Exercise requirements:
1: Translate the sentence "I altered the probe count to 3 and it now flags each time it is rebooted." from the forum thread about receiving mail into Spanish.
2: Rewrite the stretch from "Probe timeout: is" through "send an email." in the forum thread about receiving mail, putting "alert" wherever "email" appears.
3: Name each distinct user who appears after "by" on a line of the forum thread about receiving mail, listing each one once.

Page text:
↓↓↓
Page 1 of 1

Receiving mail

Posted: Fri Nov 20, 2009 3:21 pm
by Cybertiti01

I 've a problem with the mail notification. when a router Fall down, i get sometime a notification and sometime i dont.

I've cheked all the different change status (up ==> down , instable=> down ..etc)

I think the problem commes from the probes interval and prob timeout.

Can you help me and tell me witch value did you entered for the prob and the delay interval ( in advanced tab of notification/mail)

nb: Sorry for my poor English

Re: Receiving mail

Posted: Tue Nov 24, 2009 3:10 pm
by chrisd13
If you need the device to be notifying quicker, I would reduce the probe count from 5 to 3 and potentially drop your Probe interval down from 30 to 10 or 20. This way if your device reboots quicky The Dude should atleast notice that it has actually gone down. I used to get this with a few Windows servers which used to reboot within the time my probe was set to count and notify. I altered the probe count to 3 and it now flags each time it is rebooted.

Sometimes you will need to test different intervals / Delays and Counts for each individual device, but your global probe settings wil normally suffice for most devices.

Hope that helps.

Re: Receiving mail

Posted: Fri Nov 27, 2009 5:11 pm
by pcpolo
Can you explain exactly how the Probe Interval, Timeout, and Count work?

Re: Receiving mail

Posted: Sun Nov 29, 2009 8:03 pm
by matthew12345
Hi...Can you explain what count work is?
I posted a link for who ever interested:

Re: Receiving mail

Posted: Mon Nov 30, 2009 9:38 pm
by lebowski
Matthew is a spammer, now back to the subject.

Probe interval: is how often is the probe executed against the device... default every 30 seconds.
Probe timeout: is how long to wait for a device not to respond to a request... default? mine set to 10. others have set to 30.
Probe Down Count: is a counter that if the value is reached will cause a notification or any configured event. The counter increments each time a timeout occurs... default is 3

So in my setup I don't notify on up to unstable which is equal to the first and second probe timeouts but at the third probe timeout the device goes from unstable to down at which point the probe down count is reached and I get an email. It takes 1.5 minutes for the dude in my configuration to decide something broke and send an email.

Re: Receiving mail

Posted: Tue Dec 01, 2009 6:09 pm
by sady
Sweetdude: Does your timeout interval work correctly? All my probes return result "Timeout" after 10 seconds of probing. Whenever i set timeout even to 24 hour, in both server, map and device settings. :(

Re: Receiving mail

Posted: Wed Dec 02, 2009 2:02 am
by lebowski
Oh you shouldn't have the timeout longer than the probe interval... so if your probe is 30 seconds your timeout should be 29 seconds max since your going to probe again in one second. Also keep in mind a device should be responding in seconds at most. BUT I don't have any probes timing out and have not broke a device on purpose and timed how long before they do actually fail. What is causing you so many timeouts?

My probes seem to work fairly good but I will say they have about 5 minute cool down. Meaning once probe fails it is failed for about 5 minutes then the next probe after that will work if the device is back up. I don't know if they did this on purpose and I suppose it is a feature bug :)
↑↑↑
Provided information:
↓↓↓
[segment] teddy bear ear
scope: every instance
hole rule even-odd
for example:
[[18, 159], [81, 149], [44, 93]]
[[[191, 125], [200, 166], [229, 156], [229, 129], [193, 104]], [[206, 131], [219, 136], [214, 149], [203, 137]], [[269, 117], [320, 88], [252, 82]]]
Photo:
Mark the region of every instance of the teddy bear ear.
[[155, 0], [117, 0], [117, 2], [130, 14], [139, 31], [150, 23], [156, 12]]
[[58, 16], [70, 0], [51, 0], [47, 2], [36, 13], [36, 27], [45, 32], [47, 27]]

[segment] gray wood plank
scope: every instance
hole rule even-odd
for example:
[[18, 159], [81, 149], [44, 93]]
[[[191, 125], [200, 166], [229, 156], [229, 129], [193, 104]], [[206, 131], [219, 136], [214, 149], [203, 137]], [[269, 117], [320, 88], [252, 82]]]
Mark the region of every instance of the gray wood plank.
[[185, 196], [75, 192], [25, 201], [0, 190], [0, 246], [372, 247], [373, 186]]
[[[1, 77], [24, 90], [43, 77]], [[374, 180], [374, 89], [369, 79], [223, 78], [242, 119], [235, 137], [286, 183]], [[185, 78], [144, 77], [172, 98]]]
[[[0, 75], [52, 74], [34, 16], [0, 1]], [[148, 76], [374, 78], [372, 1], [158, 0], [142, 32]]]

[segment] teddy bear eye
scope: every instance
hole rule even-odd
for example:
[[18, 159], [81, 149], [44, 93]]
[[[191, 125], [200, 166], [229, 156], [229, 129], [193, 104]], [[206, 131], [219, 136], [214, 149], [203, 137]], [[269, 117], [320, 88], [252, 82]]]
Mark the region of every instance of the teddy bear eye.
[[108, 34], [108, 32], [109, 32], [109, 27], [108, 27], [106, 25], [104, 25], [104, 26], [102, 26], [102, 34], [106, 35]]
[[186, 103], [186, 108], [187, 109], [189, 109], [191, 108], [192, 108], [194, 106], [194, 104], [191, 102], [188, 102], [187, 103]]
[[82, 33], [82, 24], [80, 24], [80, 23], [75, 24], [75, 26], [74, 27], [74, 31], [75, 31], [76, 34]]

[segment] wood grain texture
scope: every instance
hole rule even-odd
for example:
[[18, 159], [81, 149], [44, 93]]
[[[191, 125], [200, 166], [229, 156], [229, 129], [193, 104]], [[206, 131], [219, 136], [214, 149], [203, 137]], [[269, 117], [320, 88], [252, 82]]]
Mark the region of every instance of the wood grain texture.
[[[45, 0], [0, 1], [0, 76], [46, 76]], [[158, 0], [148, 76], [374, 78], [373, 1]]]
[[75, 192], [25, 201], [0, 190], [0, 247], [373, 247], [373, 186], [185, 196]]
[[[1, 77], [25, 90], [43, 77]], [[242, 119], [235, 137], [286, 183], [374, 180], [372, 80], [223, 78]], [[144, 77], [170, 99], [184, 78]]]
↑↑↑
The answers:
1: Cambié el recuento de sondeos a 3 y ahora lo marca cada vez que se reinicia.

2:
Probe timeout: is how long to wait for a device not to respond to a request... default? mine set to 10. others have set to 30.
Probe Down Count: is a counter that if the value is reached will cause a notification or any configured event. The counter increments each time a timeout occurs... default is 3

So in my setup I don't notify on up to unstable which is equal to the first and second probe timeouts but at the third probe timeout the device goes from unstable to down at which point the probe down count is reached and I get an alert. It takes 1.5 minutes for the dude in my configuration to decide something broke and send an alert.

3:
Cybertiti01
chrisd13
pcpolo
matthew12345
lebowski
sady